Your goal: Rename "Target" to "Query" in the records from the start through the line holding "point(947, 844)", inclusive, and output only those lines with nothing else changed.

Pointing dataset records:
################

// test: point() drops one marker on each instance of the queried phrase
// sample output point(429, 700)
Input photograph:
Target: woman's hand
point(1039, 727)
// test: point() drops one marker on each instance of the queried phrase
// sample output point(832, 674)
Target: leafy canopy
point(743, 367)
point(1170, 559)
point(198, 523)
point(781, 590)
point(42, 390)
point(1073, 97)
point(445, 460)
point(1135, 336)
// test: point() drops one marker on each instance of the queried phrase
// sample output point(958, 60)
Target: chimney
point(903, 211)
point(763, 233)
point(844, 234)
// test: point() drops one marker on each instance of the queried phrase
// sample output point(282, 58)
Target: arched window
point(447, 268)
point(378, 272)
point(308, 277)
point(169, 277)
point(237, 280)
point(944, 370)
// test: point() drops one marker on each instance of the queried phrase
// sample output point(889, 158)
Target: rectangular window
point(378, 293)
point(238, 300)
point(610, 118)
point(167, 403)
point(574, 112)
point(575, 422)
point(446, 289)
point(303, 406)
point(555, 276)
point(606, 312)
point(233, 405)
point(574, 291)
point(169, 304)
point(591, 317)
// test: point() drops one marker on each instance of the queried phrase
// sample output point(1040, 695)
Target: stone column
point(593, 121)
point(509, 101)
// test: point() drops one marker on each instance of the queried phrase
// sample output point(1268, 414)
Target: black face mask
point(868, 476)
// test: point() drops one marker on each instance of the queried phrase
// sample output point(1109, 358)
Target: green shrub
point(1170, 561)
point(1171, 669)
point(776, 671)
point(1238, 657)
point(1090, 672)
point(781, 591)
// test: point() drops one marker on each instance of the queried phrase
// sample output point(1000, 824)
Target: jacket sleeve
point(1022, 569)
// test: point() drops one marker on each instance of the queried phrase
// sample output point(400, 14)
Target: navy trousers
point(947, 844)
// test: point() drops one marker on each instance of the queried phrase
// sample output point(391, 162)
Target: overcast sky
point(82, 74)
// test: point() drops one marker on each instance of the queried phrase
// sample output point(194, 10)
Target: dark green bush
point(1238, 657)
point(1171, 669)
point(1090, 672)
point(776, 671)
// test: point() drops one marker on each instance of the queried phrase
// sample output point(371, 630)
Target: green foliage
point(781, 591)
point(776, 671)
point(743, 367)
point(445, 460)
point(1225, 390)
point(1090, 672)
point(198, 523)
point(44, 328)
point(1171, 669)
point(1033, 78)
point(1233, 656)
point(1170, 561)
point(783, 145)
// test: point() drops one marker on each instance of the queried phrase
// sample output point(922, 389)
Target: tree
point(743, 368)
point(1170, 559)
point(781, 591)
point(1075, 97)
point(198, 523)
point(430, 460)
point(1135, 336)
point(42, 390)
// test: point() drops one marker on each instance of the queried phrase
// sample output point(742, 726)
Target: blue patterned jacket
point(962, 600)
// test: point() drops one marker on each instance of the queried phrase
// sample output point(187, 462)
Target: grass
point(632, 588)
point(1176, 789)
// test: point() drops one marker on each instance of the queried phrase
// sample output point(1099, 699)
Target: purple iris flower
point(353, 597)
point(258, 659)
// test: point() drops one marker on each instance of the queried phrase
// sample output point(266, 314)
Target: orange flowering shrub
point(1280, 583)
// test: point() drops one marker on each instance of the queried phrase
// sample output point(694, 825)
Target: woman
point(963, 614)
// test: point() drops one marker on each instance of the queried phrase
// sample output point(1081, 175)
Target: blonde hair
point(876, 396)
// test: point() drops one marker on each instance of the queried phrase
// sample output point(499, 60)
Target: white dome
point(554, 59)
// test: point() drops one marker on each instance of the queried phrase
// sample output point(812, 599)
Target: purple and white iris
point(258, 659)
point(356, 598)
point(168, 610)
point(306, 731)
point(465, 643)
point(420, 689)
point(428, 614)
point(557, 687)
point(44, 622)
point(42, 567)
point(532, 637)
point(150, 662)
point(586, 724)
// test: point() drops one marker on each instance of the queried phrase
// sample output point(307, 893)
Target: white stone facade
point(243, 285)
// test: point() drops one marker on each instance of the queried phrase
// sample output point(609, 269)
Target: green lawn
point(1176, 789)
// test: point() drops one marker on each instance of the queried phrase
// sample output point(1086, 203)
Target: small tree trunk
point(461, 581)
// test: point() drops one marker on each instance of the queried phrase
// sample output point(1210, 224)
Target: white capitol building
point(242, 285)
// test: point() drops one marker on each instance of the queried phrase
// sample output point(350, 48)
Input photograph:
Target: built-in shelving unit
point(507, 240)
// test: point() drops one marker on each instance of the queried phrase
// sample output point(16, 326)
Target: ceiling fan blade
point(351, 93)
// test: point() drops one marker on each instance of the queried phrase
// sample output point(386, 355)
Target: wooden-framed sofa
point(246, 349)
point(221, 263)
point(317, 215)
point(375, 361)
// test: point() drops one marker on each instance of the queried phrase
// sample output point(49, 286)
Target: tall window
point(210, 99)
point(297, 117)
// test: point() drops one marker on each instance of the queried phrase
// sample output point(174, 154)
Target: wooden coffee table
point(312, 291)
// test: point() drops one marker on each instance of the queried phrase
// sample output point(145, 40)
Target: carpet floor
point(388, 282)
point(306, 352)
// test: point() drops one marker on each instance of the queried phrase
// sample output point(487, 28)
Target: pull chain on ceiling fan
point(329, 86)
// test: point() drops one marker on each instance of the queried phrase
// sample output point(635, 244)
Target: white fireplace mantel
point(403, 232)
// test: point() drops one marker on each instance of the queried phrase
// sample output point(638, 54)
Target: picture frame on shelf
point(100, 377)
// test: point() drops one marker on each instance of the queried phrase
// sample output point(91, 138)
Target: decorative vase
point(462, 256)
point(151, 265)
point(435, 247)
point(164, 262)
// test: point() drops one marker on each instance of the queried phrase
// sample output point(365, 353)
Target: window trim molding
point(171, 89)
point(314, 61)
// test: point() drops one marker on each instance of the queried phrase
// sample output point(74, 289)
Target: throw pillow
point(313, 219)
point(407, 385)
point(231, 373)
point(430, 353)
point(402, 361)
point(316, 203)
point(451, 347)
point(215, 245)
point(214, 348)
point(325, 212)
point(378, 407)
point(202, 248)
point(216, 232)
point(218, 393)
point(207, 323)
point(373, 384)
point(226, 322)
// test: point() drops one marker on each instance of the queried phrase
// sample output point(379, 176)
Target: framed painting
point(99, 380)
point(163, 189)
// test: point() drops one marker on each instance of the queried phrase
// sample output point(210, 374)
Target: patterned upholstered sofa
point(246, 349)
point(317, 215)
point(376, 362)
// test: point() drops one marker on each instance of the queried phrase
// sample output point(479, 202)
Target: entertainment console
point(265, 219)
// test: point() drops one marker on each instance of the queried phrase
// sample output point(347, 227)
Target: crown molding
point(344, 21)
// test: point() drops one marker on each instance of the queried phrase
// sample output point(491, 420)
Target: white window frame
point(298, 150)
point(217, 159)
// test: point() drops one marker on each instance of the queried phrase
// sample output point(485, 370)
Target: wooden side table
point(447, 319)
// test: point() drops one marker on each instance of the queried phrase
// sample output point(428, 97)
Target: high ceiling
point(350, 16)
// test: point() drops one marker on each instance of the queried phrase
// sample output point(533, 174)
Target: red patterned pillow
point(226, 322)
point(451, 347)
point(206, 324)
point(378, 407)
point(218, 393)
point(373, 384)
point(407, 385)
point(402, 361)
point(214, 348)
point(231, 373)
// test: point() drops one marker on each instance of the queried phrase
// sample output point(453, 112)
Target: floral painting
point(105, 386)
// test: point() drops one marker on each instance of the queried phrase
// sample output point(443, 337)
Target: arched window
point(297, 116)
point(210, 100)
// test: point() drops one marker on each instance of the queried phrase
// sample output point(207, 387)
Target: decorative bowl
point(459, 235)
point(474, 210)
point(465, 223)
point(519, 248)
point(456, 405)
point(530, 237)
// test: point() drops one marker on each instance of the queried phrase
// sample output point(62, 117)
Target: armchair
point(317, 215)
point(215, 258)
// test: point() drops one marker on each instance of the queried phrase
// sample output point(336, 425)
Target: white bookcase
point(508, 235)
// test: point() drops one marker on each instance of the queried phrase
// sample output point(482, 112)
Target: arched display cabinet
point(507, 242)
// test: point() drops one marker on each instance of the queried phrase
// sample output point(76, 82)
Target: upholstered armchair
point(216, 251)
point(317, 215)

################

Complete response:
// test: point() drops one marker on each instance of the queried phrase
// sample output point(429, 700)
Input photograph:
Query: woman's hand
point(1039, 727)
// test: point() drops one marker on each instance of the queried phrase
// sample output point(832, 674)
Query: leafy canopy
point(743, 367)
point(1170, 559)
point(198, 523)
point(781, 590)
point(42, 390)
point(1073, 97)
point(445, 460)
point(1135, 336)
// test: point() drops one marker on each instance of the queried phrase
// sample output point(958, 60)
Query: chimney
point(903, 211)
point(763, 233)
point(844, 234)
// test: point() drops one marker on each instance of the queried phrase
// sample output point(282, 58)
Query: arched window
point(447, 268)
point(378, 272)
point(308, 277)
point(169, 277)
point(237, 280)
point(944, 370)
// test: point() drops one marker on each instance of the queried phrase
// sample output point(889, 158)
Query: rectangular window
point(378, 293)
point(238, 300)
point(610, 118)
point(167, 403)
point(574, 112)
point(575, 422)
point(446, 289)
point(303, 406)
point(555, 276)
point(606, 312)
point(233, 405)
point(574, 291)
point(169, 304)
point(591, 317)
// test: point() drops one marker on each instance of the queried phrase
// sample output point(1040, 695)
Query: stone column
point(593, 121)
point(509, 101)
// test: point() drops one marker on each instance of the queried phrase
// sample output point(1268, 414)
Query: black face mask
point(868, 476)
// test: point() drops one marker on each instance of the queried phrase
// sample output point(1109, 358)
Query: green shrub
point(1170, 561)
point(1171, 669)
point(776, 671)
point(1238, 657)
point(1090, 672)
point(781, 591)
// test: point() drops one marker on each instance of the queried phrase
// sample output point(1000, 824)
Query: jacket sleeve
point(1022, 569)
// test: point() drops one marker on each instance of the queried phrase
// sample output point(400, 14)
Query: navy trousers
point(947, 844)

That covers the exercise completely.